--- ABOUT THIS EXERCISE ---
Print out the full listing below, word for word.
++++++++++++++++++++
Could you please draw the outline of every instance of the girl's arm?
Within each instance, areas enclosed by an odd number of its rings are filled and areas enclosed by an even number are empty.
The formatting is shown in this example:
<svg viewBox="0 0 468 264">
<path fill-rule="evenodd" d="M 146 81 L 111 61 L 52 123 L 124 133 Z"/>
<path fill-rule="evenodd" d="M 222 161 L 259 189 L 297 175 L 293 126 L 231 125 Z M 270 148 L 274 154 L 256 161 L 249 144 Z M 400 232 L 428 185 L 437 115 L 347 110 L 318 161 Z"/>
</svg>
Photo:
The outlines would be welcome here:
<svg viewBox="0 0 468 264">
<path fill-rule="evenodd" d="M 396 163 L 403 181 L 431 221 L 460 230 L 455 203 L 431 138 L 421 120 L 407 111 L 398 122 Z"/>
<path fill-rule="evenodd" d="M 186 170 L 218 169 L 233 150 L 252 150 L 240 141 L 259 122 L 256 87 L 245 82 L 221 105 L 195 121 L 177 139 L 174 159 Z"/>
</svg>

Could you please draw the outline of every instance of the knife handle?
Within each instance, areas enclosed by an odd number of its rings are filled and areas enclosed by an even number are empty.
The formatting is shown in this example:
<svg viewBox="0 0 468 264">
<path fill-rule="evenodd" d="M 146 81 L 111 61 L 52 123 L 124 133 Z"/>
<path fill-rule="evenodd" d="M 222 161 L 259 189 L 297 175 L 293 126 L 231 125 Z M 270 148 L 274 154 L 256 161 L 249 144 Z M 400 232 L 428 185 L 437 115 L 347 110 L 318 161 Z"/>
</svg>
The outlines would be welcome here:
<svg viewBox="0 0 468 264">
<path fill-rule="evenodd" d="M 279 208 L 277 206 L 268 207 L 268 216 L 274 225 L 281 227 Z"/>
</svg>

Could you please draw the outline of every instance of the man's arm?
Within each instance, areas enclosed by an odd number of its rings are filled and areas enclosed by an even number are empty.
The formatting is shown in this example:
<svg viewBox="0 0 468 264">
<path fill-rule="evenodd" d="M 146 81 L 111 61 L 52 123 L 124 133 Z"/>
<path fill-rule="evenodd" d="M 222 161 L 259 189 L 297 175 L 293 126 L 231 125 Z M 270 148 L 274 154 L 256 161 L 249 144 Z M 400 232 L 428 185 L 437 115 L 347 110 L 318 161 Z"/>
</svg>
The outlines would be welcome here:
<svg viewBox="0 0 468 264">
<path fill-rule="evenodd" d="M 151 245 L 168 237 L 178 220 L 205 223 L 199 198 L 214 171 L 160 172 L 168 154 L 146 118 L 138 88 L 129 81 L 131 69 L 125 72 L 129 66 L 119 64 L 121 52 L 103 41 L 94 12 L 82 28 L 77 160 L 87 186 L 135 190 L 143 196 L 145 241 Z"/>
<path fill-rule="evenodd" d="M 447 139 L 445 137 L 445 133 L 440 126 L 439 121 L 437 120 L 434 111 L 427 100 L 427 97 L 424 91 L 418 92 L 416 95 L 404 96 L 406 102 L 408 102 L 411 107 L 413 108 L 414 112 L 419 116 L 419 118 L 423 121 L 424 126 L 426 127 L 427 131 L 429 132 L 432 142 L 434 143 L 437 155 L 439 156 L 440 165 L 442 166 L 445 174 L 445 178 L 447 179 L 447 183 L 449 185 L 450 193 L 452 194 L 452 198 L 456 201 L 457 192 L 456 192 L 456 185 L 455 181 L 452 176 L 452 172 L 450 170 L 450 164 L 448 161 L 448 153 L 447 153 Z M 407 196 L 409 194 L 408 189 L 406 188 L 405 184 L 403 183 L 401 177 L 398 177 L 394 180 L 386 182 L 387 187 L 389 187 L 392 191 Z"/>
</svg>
++++++++++++++++++++
--- SOLUTION TO THIS TASK ---
Could you please draw the outline of every instance of the girl's arm?
Within each instance, areas enclosed by an odd number of its rings are filled and areas enclosed by an even number are empty.
The formatting is shown in this example:
<svg viewBox="0 0 468 264">
<path fill-rule="evenodd" d="M 146 81 L 111 61 L 52 123 L 124 133 Z"/>
<path fill-rule="evenodd" d="M 222 161 L 259 189 L 297 175 L 293 126 L 231 125 Z M 270 148 L 274 154 L 256 161 L 249 144 Z M 400 232 L 428 185 L 437 115 L 347 110 L 318 161 Z"/>
</svg>
Photo:
The outlines would be welcome here:
<svg viewBox="0 0 468 264">
<path fill-rule="evenodd" d="M 396 163 L 403 181 L 431 221 L 460 230 L 455 203 L 431 138 L 421 120 L 407 111 L 398 122 Z"/>
<path fill-rule="evenodd" d="M 186 170 L 218 169 L 233 150 L 252 150 L 240 141 L 259 122 L 256 87 L 245 82 L 221 105 L 195 121 L 177 139 L 174 159 Z"/>
</svg>

Could you please draw the outline of every instance of the knife handle?
Within each instance, areas enclosed by an odd number of its rings are filled and areas enclosed by an even number are empty.
The formatting is shown in this example:
<svg viewBox="0 0 468 264">
<path fill-rule="evenodd" d="M 146 81 L 111 61 L 52 123 L 124 133 Z"/>
<path fill-rule="evenodd" d="M 222 161 L 259 189 L 297 175 L 293 126 L 231 125 Z M 270 148 L 274 154 L 256 161 L 249 144 Z M 400 232 L 428 185 L 437 115 L 347 110 L 318 161 Z"/>
</svg>
The outlines would be welcome here:
<svg viewBox="0 0 468 264">
<path fill-rule="evenodd" d="M 279 208 L 277 206 L 268 207 L 268 216 L 274 225 L 281 227 Z"/>
</svg>

Could you please draw the outline of every instance of the man's arm?
Within each instance, areas enclosed by an odd number of its rings are filled and areas enclosed by an even number are empty.
The formatting is shown in this example:
<svg viewBox="0 0 468 264">
<path fill-rule="evenodd" d="M 146 81 L 111 61 L 52 123 L 124 133 Z"/>
<path fill-rule="evenodd" d="M 222 161 L 259 189 L 297 175 L 293 126 L 231 125 Z M 270 148 L 274 154 L 256 161 L 249 144 Z M 400 232 L 428 185 L 437 115 L 347 110 L 318 161 Z"/>
</svg>
The outlines would be welcome here:
<svg viewBox="0 0 468 264">
<path fill-rule="evenodd" d="M 151 245 L 168 237 L 178 220 L 205 223 L 199 198 L 214 171 L 160 172 L 168 154 L 146 118 L 138 88 L 129 81 L 131 69 L 125 72 L 129 66 L 119 64 L 121 52 L 103 41 L 94 12 L 82 28 L 77 160 L 87 186 L 135 190 L 143 196 L 145 241 Z"/>
<path fill-rule="evenodd" d="M 447 139 L 445 137 L 445 133 L 440 126 L 439 121 L 437 120 L 434 111 L 427 100 L 427 97 L 424 91 L 418 92 L 416 95 L 404 96 L 406 102 L 408 102 L 411 107 L 413 108 L 414 112 L 419 116 L 419 118 L 423 121 L 424 126 L 426 127 L 427 131 L 429 132 L 432 142 L 434 143 L 437 155 L 439 156 L 440 165 L 442 166 L 445 174 L 445 178 L 447 179 L 447 183 L 449 185 L 450 193 L 452 194 L 452 198 L 456 201 L 457 192 L 456 192 L 456 185 L 455 181 L 452 176 L 452 172 L 450 170 L 450 164 L 448 161 L 448 153 L 447 153 Z M 407 196 L 409 194 L 408 189 L 406 188 L 405 184 L 403 183 L 401 177 L 398 177 L 394 180 L 386 182 L 387 187 L 389 187 L 392 191 Z"/>
</svg>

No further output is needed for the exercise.